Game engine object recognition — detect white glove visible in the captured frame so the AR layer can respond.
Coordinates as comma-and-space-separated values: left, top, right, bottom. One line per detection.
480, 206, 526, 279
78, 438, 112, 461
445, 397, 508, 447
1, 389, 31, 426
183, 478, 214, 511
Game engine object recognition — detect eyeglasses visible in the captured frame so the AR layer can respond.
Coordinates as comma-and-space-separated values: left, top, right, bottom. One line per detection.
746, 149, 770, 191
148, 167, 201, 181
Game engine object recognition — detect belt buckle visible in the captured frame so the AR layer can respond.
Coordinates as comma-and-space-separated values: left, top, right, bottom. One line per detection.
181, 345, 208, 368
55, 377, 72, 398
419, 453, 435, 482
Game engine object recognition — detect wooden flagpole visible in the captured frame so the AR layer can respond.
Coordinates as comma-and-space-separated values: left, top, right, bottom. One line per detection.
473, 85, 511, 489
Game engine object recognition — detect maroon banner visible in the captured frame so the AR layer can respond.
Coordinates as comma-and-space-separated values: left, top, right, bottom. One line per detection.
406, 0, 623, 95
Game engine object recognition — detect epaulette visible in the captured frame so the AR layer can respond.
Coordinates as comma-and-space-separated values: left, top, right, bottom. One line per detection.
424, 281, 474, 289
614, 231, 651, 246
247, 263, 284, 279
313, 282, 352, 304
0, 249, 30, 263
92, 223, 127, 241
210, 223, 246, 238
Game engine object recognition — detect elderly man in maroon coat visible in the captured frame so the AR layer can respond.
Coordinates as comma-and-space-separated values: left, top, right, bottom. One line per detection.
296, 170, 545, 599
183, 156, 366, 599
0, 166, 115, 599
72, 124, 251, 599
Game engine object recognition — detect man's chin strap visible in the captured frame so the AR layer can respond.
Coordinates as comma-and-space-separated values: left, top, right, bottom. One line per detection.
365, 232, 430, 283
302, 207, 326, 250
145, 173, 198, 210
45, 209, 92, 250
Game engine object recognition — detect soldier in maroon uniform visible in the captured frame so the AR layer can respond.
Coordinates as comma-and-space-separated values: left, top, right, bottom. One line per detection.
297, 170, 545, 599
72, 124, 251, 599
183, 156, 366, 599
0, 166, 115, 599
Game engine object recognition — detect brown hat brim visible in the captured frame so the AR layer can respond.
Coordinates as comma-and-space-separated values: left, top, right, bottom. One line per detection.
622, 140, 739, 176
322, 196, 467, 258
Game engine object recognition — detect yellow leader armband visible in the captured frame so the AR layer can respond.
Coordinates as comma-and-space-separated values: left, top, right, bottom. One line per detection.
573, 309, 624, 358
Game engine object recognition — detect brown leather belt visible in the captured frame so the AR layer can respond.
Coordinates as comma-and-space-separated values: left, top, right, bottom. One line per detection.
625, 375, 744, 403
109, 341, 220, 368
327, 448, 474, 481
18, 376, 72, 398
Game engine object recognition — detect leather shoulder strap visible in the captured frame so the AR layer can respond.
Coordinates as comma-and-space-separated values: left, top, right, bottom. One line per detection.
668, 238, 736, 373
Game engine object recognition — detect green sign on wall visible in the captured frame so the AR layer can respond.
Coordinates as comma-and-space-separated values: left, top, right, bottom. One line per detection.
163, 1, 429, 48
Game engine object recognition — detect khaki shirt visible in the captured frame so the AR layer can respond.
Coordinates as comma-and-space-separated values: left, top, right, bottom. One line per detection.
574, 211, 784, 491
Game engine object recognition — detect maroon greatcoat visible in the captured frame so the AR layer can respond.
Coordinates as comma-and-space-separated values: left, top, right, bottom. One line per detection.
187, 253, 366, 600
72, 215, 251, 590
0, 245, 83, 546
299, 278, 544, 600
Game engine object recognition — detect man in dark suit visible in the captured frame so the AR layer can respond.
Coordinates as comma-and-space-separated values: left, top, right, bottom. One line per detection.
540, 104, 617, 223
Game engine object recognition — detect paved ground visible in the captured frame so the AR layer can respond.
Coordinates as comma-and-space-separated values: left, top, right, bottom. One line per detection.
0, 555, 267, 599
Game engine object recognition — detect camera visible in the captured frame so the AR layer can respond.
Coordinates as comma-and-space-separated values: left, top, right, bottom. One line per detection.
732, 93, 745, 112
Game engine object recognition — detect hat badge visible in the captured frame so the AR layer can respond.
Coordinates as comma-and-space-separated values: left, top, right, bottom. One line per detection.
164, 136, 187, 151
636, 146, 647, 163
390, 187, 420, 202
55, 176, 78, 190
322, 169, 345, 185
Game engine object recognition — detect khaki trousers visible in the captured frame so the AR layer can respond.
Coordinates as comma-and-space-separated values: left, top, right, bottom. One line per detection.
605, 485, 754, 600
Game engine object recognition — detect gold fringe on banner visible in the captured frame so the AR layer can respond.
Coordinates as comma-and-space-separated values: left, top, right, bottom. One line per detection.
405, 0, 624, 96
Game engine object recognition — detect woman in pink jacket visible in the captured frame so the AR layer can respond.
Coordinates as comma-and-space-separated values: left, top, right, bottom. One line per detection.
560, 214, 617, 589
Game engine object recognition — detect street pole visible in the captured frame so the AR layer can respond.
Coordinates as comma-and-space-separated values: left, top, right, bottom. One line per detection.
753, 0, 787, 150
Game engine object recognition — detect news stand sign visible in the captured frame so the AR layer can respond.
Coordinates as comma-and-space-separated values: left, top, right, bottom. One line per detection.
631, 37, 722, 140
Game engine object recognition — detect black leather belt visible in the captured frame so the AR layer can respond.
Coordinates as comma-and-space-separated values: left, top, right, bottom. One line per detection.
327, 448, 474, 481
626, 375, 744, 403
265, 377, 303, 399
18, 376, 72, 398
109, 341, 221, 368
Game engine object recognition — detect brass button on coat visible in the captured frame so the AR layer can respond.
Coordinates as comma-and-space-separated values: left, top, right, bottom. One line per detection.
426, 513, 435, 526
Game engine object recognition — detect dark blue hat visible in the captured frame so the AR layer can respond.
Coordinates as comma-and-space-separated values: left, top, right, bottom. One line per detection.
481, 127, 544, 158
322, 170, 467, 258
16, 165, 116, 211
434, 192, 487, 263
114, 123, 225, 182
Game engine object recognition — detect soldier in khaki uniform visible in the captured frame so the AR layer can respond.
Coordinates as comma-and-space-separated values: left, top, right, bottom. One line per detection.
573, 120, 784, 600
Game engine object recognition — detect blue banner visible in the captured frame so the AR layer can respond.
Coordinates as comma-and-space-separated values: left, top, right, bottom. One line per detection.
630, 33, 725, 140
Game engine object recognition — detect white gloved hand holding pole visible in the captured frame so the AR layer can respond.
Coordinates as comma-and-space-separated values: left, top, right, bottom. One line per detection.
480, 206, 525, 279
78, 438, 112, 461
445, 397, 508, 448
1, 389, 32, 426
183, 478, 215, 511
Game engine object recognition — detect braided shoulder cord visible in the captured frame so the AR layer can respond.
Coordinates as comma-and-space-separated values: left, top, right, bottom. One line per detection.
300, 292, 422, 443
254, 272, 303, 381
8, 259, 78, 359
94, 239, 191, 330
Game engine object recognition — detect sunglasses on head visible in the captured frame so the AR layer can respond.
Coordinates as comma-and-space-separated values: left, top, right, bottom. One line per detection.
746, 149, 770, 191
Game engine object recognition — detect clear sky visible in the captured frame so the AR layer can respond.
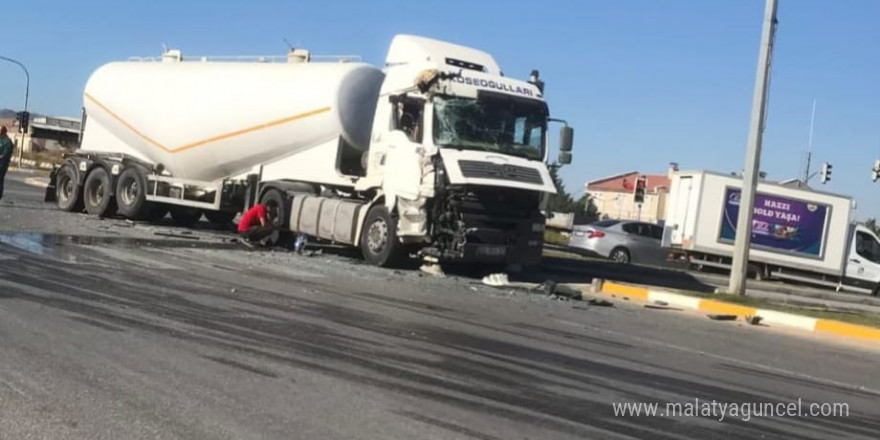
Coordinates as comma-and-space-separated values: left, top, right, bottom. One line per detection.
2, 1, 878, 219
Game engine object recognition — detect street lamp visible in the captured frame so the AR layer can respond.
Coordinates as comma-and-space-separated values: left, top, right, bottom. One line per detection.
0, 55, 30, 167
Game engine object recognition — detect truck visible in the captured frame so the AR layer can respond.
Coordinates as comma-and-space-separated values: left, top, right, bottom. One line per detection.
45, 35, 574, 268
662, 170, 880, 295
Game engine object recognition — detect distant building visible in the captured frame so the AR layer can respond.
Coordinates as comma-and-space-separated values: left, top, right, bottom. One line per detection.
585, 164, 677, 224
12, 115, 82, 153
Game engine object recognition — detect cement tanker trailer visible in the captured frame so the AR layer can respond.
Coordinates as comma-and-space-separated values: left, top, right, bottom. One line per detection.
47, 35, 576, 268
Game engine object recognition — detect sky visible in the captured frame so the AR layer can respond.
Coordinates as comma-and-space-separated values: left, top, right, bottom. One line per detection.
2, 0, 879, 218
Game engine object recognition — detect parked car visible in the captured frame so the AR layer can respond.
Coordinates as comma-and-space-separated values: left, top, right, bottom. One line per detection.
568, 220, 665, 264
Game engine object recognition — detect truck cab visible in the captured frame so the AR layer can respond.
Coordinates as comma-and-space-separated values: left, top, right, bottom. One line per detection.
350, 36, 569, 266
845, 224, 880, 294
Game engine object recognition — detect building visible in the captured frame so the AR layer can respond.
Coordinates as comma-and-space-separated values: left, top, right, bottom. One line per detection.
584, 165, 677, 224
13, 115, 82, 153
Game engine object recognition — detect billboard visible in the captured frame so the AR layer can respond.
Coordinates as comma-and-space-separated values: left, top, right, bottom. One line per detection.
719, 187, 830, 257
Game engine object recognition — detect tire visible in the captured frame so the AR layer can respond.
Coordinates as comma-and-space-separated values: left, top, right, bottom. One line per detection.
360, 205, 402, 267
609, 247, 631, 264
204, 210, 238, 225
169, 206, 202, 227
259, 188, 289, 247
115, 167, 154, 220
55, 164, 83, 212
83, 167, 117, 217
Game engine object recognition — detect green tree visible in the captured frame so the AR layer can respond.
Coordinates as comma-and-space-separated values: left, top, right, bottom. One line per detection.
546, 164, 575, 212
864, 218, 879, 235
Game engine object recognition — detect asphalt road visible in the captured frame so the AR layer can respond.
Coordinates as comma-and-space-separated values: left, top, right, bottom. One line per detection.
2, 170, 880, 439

★ ★ ★ ★ ★ ★ ★

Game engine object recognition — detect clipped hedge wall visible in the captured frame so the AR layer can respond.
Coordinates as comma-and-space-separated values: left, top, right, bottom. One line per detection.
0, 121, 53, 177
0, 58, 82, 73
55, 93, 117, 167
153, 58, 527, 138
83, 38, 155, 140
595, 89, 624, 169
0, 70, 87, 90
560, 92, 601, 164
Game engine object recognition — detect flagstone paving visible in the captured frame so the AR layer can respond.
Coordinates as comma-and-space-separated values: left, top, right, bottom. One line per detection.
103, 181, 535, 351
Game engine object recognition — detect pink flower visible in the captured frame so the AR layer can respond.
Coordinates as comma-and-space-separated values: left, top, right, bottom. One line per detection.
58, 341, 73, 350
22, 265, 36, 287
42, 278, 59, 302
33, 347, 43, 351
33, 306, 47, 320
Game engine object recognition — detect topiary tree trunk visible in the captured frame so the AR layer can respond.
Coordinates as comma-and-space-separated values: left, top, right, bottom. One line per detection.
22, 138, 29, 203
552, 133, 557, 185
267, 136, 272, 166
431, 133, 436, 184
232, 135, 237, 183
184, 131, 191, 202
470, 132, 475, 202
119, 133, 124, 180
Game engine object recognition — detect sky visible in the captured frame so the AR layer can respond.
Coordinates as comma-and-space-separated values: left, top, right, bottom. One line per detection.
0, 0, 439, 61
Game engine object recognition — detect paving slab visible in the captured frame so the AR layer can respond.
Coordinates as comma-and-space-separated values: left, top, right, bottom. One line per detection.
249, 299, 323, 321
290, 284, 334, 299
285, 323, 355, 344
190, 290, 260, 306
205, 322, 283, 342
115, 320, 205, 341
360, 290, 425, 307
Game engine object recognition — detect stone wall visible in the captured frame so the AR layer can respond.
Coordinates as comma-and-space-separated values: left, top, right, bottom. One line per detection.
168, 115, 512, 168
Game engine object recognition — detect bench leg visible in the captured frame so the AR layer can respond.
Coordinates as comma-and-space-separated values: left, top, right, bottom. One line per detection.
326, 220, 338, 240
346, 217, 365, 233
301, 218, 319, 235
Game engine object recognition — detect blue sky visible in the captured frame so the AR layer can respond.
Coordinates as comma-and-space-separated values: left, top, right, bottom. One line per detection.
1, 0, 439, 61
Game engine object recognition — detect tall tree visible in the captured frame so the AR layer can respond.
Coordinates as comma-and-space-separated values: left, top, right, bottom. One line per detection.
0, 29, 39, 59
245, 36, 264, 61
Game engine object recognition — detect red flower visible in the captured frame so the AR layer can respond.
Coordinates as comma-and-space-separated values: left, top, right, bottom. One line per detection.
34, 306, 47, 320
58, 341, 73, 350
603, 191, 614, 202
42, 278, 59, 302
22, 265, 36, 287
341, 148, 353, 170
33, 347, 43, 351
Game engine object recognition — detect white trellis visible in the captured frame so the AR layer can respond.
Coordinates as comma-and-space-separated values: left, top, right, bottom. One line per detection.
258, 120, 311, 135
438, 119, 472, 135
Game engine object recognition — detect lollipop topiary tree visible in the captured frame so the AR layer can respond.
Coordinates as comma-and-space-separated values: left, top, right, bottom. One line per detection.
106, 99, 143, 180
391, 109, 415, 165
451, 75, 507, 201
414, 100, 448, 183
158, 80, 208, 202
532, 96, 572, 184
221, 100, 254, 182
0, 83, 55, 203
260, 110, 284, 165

★ ★ ★ ★ ★ ★ ★

(TASK REQUIREMENTS) Some lines in the data above hold the string "pink". Find and copy each of them.

(SOLUTION TO THE PROBLEM)
Game engine object recognition — detect woman in pink jacket visible in the captured frame so the AR layer can respond.
Game engine object recognition — detect pink flower visible in the captured frame so the AR layer can respond.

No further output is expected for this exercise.